# [STATED EXERCISE]
Only the run of lines from the one containing "of the thin" through the last line should be returned, exactly as written.

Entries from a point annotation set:
::::::::::
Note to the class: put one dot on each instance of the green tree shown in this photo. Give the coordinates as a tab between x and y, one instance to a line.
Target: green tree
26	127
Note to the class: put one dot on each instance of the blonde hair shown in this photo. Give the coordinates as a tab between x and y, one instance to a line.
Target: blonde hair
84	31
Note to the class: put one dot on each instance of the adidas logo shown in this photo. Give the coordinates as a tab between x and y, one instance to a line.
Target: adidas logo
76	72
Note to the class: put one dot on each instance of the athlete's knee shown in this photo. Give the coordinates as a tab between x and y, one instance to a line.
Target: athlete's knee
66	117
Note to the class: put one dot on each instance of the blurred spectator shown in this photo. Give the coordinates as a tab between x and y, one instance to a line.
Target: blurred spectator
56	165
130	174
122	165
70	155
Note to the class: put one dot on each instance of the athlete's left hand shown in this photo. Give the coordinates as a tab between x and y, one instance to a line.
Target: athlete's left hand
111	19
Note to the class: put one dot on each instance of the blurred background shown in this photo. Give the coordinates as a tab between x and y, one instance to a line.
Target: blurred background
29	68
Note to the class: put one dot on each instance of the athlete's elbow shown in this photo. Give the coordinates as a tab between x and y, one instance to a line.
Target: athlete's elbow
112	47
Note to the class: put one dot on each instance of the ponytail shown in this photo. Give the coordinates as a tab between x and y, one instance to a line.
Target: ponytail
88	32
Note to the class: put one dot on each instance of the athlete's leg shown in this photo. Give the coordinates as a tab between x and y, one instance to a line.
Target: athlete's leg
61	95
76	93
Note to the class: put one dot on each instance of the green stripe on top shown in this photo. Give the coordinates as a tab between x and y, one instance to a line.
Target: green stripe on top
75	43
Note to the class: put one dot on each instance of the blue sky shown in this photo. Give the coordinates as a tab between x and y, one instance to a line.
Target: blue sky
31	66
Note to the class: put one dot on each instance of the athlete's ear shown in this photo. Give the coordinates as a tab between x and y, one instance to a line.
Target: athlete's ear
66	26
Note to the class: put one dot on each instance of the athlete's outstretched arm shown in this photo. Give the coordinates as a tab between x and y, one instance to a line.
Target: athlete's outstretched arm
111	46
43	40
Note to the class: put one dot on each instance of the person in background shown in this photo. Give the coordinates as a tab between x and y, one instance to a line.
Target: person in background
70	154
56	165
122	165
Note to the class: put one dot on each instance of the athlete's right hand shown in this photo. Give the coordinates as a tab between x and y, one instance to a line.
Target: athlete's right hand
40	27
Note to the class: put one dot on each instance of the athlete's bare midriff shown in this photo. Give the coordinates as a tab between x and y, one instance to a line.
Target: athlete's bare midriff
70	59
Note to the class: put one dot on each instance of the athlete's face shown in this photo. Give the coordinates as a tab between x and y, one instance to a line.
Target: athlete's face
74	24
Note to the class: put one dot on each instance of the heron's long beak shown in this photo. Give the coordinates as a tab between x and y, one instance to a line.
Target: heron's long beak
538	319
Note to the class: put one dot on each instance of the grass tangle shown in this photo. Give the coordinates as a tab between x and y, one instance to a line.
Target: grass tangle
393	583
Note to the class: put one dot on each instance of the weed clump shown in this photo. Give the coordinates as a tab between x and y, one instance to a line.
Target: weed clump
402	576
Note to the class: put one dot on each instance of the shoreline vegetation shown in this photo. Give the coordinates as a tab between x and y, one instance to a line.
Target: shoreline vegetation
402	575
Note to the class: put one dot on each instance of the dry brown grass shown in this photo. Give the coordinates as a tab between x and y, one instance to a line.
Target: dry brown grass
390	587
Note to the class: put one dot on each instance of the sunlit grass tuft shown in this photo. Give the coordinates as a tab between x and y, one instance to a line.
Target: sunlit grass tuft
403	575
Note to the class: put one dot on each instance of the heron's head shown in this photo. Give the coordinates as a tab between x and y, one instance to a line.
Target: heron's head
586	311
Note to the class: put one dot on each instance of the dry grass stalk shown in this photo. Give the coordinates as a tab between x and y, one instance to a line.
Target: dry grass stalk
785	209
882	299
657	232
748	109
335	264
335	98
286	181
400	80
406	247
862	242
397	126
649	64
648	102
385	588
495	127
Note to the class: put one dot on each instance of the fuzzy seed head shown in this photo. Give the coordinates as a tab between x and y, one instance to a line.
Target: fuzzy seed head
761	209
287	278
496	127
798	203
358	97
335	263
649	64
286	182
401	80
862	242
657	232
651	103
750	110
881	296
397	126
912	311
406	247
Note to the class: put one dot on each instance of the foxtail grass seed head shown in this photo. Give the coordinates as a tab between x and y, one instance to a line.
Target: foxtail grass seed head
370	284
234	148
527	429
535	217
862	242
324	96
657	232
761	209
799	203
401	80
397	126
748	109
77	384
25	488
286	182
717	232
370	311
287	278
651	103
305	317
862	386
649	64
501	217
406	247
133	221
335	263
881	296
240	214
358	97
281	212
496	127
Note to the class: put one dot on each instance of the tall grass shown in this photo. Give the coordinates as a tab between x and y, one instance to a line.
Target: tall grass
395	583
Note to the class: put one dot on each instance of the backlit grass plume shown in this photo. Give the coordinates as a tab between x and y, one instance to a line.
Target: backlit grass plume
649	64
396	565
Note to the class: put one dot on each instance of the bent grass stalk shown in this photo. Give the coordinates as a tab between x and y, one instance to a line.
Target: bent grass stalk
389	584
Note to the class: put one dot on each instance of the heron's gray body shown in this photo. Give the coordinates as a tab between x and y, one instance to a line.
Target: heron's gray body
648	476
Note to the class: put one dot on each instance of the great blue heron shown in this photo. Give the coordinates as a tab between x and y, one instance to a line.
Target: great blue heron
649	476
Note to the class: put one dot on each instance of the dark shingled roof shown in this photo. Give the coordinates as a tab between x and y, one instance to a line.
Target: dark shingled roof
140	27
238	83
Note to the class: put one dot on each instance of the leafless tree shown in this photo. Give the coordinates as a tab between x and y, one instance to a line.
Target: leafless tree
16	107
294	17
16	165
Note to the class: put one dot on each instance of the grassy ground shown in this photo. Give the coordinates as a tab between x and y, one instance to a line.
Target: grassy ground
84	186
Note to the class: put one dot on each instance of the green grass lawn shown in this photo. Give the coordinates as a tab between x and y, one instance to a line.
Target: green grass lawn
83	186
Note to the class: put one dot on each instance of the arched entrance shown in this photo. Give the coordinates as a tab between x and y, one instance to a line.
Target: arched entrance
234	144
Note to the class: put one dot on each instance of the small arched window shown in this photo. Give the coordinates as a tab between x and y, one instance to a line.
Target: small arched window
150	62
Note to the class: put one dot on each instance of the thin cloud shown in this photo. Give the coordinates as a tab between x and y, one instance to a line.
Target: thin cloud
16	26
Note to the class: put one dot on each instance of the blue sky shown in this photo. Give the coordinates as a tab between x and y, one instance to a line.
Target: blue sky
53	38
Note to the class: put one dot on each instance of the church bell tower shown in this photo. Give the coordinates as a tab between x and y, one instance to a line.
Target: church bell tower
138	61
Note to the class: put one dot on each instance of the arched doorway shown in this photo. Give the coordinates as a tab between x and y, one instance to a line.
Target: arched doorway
::::::::::
# [EXERCISE RESULT]
Note to the class: put one dot on each instance of the thin cloud shown in this photo. Give the coordinates as a tab between x and y, one instance to a line.
Target: thin cloud
16	26
Note to the class: put one dot on each instance of the blue sky shown in this photo. Give the coordinates as a tab between x and y, one instance to a line.
Target: blue sky
53	38
Note to the class: put one dot on each instance of the church bell tower shown in this photo. Give the coordinates as a tab between x and y, one instance to a line.
Target: church bell tower
138	61
Note to the class: put one dot on each instance of the arched doorway shown in this photo. Give the coordinates as a tab between x and y, one instance to a line.
Target: arched doorway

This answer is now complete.